(The records)
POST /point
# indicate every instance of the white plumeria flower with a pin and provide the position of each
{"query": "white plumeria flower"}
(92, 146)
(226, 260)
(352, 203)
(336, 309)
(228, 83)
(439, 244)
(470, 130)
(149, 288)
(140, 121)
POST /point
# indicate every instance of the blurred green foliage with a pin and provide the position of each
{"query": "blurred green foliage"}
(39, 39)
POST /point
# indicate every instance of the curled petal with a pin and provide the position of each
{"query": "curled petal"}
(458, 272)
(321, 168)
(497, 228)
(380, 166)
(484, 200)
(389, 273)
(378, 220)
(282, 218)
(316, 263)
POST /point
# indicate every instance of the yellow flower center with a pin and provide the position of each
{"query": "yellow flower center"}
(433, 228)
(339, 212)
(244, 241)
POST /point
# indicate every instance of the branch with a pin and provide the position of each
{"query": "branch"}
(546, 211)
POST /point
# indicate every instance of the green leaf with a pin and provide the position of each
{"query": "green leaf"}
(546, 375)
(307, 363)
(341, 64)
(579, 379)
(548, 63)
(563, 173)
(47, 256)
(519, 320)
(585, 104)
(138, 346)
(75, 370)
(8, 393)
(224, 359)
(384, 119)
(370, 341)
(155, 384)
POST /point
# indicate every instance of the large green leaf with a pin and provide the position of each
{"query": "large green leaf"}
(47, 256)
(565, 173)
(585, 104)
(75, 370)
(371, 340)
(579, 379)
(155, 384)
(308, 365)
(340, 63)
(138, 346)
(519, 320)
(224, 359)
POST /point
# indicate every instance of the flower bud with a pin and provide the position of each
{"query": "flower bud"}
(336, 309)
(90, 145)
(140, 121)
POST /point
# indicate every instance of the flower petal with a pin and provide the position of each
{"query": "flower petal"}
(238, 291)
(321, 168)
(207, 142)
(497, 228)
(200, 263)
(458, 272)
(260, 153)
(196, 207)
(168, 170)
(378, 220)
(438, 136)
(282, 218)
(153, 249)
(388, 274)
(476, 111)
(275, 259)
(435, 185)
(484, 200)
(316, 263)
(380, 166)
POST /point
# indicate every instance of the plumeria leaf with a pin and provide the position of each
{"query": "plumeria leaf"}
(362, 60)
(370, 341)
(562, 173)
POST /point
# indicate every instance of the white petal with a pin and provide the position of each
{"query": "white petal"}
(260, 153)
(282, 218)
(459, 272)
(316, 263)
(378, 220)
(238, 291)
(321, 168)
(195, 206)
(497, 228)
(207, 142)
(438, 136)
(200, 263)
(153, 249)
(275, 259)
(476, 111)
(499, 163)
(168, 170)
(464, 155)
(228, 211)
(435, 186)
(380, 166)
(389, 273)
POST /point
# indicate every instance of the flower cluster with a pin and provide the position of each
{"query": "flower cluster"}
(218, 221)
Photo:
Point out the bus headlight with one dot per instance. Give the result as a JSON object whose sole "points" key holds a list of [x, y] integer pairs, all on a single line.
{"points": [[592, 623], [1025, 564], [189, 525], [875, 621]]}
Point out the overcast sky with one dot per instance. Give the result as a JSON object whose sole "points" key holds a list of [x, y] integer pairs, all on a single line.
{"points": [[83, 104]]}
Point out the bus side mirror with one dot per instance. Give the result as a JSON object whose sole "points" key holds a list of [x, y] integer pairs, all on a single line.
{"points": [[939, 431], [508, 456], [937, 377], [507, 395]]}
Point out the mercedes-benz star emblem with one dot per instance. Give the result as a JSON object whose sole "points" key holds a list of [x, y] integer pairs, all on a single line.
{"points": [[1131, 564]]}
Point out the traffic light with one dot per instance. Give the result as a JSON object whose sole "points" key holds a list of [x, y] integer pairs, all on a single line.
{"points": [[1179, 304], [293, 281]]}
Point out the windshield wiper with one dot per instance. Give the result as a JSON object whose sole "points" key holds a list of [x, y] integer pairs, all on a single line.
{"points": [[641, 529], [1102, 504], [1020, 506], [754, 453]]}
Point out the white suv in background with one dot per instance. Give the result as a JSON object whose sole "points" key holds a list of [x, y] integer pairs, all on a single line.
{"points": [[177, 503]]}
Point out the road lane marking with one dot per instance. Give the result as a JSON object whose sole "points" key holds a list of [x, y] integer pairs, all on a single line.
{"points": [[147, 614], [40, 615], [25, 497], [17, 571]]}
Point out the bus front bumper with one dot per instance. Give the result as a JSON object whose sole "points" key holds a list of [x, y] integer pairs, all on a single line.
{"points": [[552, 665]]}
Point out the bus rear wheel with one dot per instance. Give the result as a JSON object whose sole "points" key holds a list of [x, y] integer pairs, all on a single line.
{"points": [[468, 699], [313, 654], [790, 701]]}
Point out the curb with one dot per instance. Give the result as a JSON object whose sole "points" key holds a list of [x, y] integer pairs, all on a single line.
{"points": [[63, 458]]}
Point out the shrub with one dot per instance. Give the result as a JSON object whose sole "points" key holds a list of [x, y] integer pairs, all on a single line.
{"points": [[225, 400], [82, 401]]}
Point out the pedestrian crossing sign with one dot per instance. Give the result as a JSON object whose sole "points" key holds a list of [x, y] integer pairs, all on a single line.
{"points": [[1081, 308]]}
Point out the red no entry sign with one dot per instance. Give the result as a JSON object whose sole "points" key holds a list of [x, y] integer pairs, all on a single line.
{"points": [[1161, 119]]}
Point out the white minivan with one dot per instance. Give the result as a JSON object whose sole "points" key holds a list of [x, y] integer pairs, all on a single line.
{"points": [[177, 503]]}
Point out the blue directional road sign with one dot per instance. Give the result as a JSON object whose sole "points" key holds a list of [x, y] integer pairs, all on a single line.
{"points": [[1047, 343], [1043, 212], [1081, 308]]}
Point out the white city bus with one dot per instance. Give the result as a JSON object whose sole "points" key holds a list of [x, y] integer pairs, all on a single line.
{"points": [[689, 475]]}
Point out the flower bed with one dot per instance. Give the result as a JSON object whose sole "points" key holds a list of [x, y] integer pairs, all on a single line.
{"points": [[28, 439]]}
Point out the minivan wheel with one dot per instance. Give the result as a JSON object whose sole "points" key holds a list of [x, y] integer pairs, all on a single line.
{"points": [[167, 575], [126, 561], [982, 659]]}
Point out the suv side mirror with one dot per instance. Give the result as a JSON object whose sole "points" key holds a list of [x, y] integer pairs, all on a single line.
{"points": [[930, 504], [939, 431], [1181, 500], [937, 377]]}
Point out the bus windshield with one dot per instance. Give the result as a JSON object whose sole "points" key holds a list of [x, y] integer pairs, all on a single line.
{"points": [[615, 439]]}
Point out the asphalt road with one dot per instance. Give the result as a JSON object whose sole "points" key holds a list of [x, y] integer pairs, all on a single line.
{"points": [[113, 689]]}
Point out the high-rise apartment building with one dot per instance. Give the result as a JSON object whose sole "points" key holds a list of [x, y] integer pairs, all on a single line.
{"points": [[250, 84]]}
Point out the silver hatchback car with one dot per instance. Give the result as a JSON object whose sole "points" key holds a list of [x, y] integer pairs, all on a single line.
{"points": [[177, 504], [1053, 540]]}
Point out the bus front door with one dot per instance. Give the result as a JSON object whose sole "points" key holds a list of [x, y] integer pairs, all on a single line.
(End The records)
» **Required action**: Make an exact copy of all the entries above.

» **Result for this task**:
POST /point
# indicate every instance of the white plumeria flower with a pin and provide the position of each
{"query": "white plumeria flower"}
(92, 146)
(226, 260)
(352, 203)
(336, 309)
(228, 83)
(439, 244)
(470, 130)
(149, 288)
(140, 121)
POST /point
# indicate every instance of the blurred green foliage with a pin and provide the position of each
{"query": "blurred green foliage"}
(39, 39)
POST /point
# indicate every instance of the curled petal with a pin and provide the position of each
{"query": "curled petal"}
(458, 272)
(321, 168)
(497, 228)
(380, 166)
(484, 200)
(389, 273)
(378, 220)
(282, 218)
(316, 263)
POST /point
# indicate every instance of the yellow flower center with a pin and provide the position of each
{"query": "yellow flower center"}
(433, 228)
(339, 212)
(244, 241)
POST /point
# indicate every instance of the branch with a pin and provide the position of each
{"query": "branch"}
(546, 211)
POST /point
# indicate every instance of the green leaf with a pin and provide the position of each
{"query": "green leaf"}
(546, 375)
(307, 363)
(341, 64)
(579, 379)
(548, 63)
(563, 173)
(47, 256)
(519, 320)
(585, 104)
(138, 346)
(75, 370)
(8, 393)
(224, 359)
(384, 119)
(370, 341)
(155, 384)
POST /point
# indicate every instance of the large green leaf with a pin and provide the position of each
{"query": "large green leaf"}
(47, 256)
(565, 173)
(585, 104)
(75, 370)
(371, 340)
(579, 379)
(155, 384)
(308, 365)
(340, 63)
(138, 346)
(519, 320)
(224, 359)
POST /point
# indicate every instance of the flower bud with a pin and provide the position of each
{"query": "flower bud"}
(336, 309)
(90, 145)
(140, 121)
POST /point
# indicate every instance of the flower petal with a pin and provide the position of each
{"query": "flower petal"}
(238, 291)
(321, 168)
(207, 142)
(497, 228)
(200, 263)
(458, 272)
(260, 153)
(196, 207)
(168, 170)
(378, 220)
(438, 136)
(282, 218)
(153, 249)
(388, 274)
(476, 111)
(275, 259)
(435, 185)
(484, 200)
(316, 263)
(380, 166)
POST /point
# indicate every instance of the plumeria leaf with a pin and provide the position of each
{"query": "plumeria leaf"}
(362, 60)
(370, 341)
(562, 173)
POST /point
# indicate every instance of the white petal with a pin and provide the position of each
{"query": "white petal"}
(260, 153)
(282, 218)
(459, 272)
(316, 263)
(378, 220)
(238, 291)
(321, 168)
(195, 206)
(497, 228)
(207, 142)
(438, 136)
(200, 263)
(153, 249)
(275, 259)
(476, 111)
(499, 163)
(168, 170)
(464, 155)
(228, 211)
(435, 186)
(380, 166)
(389, 273)
POST /point
# indicate every instance of the flower cluster with a pin and provide the position of each
{"query": "flower cluster"}
(218, 221)
Photo:
Point out the bus headlight with one dot per instance. Give the result as a JSON object whose sole "points" key holds a list of [x, y] integer pairs, all on a single line.
{"points": [[592, 623], [1025, 564], [189, 525], [875, 621]]}
Point out the overcast sky with one dot per instance. Give the result as a JSON object whose sole "points" key holds a list of [x, y] integer pairs, all on a single line.
{"points": [[83, 104]]}
Point out the bus side mirror with one dot per instance. Give the result as a JSON object whose sole "points" key holds a list of [x, y] integer pairs, all on a single line.
{"points": [[939, 431], [508, 456], [937, 377], [507, 395]]}
Point out the mercedes-benz star emblem with one dot per instance. Give the result as a JSON object whose sole "points" key holds a list of [x, y] integer pairs, all on a single line.
{"points": [[1131, 564]]}
Point out the traffic light with one dot per instance. Give the result as a JSON object whose sole "points" key holds a list of [x, y] integer pairs, all on a single line.
{"points": [[1179, 304], [293, 281]]}
Point out the windshield wiper with one dot per instance. Give the result as a JSON object whose sole "points" key holds a list of [x, y] integer pairs, all on a single line.
{"points": [[641, 529], [1102, 504], [1020, 506], [754, 453]]}
Point out the white suv in background with one dot per instance. Give the result as a JSON object whose sole "points" key holds a list of [x, y] integer pairs, all on a single line.
{"points": [[177, 503]]}
Point out the road lane marking with one dot per instance. Give the result as a JSON object whose sole "points" key holds a list of [x, y] integer pairs, all on a single line.
{"points": [[147, 614], [40, 615], [25, 497], [17, 571]]}
Point out the bus front bumper with one dot per instance. Give the result as a JSON object whose sole "points" key holds a list of [x, y] integer pairs, all on a single line.
{"points": [[552, 665]]}
Point out the bus rear wheel with one dot per instance. Give the result as a JSON object whose sole "points" key holds a list of [x, y] integer pairs, all on a single line.
{"points": [[468, 699], [313, 654], [790, 701]]}
Point out the curb with one dot per instance. Give the result as a JSON object whose sole "points" key holds a list of [x, y] integer pairs, all on a single line.
{"points": [[63, 458]]}
Point out the shrub with one dot per instance. Give the result as a JSON object whose sole "points" key holds a list of [x, y] integer pairs, all on a single line.
{"points": [[225, 400], [82, 401]]}
Point out the pedestrian crossing sign with one dot per instance. Give the result as a JSON object whose sole "points" key holds a list of [x, y] integer pairs, all on a single line.
{"points": [[1081, 308]]}
Point out the red no entry sign with one dot per instance. Give the result as a JSON object whose sole "points" key holds a list of [x, y] integer pairs, all on a single line.
{"points": [[1161, 119]]}
Point out the white minivan with one dot per instance. Give the result as a JSON object whose sole "points" key holds a list of [x, y] integer pairs, all on a single line.
{"points": [[177, 503]]}
Point out the blue directional road sign with one dot per instance. Give the result as a JSON object whose sole "points" key holds a list of [x, y] integer pairs, all on a single line.
{"points": [[1047, 343], [1043, 212], [1081, 308]]}
Point out the white city bus with one dot per instance. Give the result as a JSON object whose sole "points" key holds a list of [x, y] integer pairs, all on a single line.
{"points": [[689, 475]]}
Point out the flower bed with one dot per instance. Give the result as a JSON object whose sole "points" key holds a list of [x, y] integer pairs, all on a single line.
{"points": [[28, 439]]}
Point out the minivan wheel with one dot per instance. Give the result as a JSON object whose sole "points" key holds a list of [x, y] integer pairs, all on a single line.
{"points": [[167, 575], [126, 561], [982, 659]]}
Point out the suv side mirror with one dot per instance. Give the result as a JSON object whose sole "points" key holds a list of [x, y] integer pairs, all on a single line.
{"points": [[930, 504], [939, 431], [1181, 500], [937, 377]]}
Point out the bus windshield with one dot per instance. Give the result as a JSON object whose sole "points" key holds a list of [x, y] integer pairs, all on a single line.
{"points": [[615, 439]]}
Point out the asphalt road with one dot per instance. Give the result as a JSON object whose sole "points" key holds a list of [x, y] integer pairs, all on a single line.
{"points": [[113, 689]]}
Point out the high-rise apartment building with one dot per instance. Give the result as a JSON object whose sole "points" key holds a list of [x, y] integer pairs, all on a single line.
{"points": [[250, 84]]}
Point out the silver hatchback car with one dot per instance. Give the result as a JSON object whose sole "points" key holds a list of [x, y] integer pairs, all on a single line.
{"points": [[177, 504], [1053, 540]]}
Point out the bus front door with one dot per instance. Give the result as a JSON object whose sole "points" key holds a list of [x, y] integer pairs, all on a single line.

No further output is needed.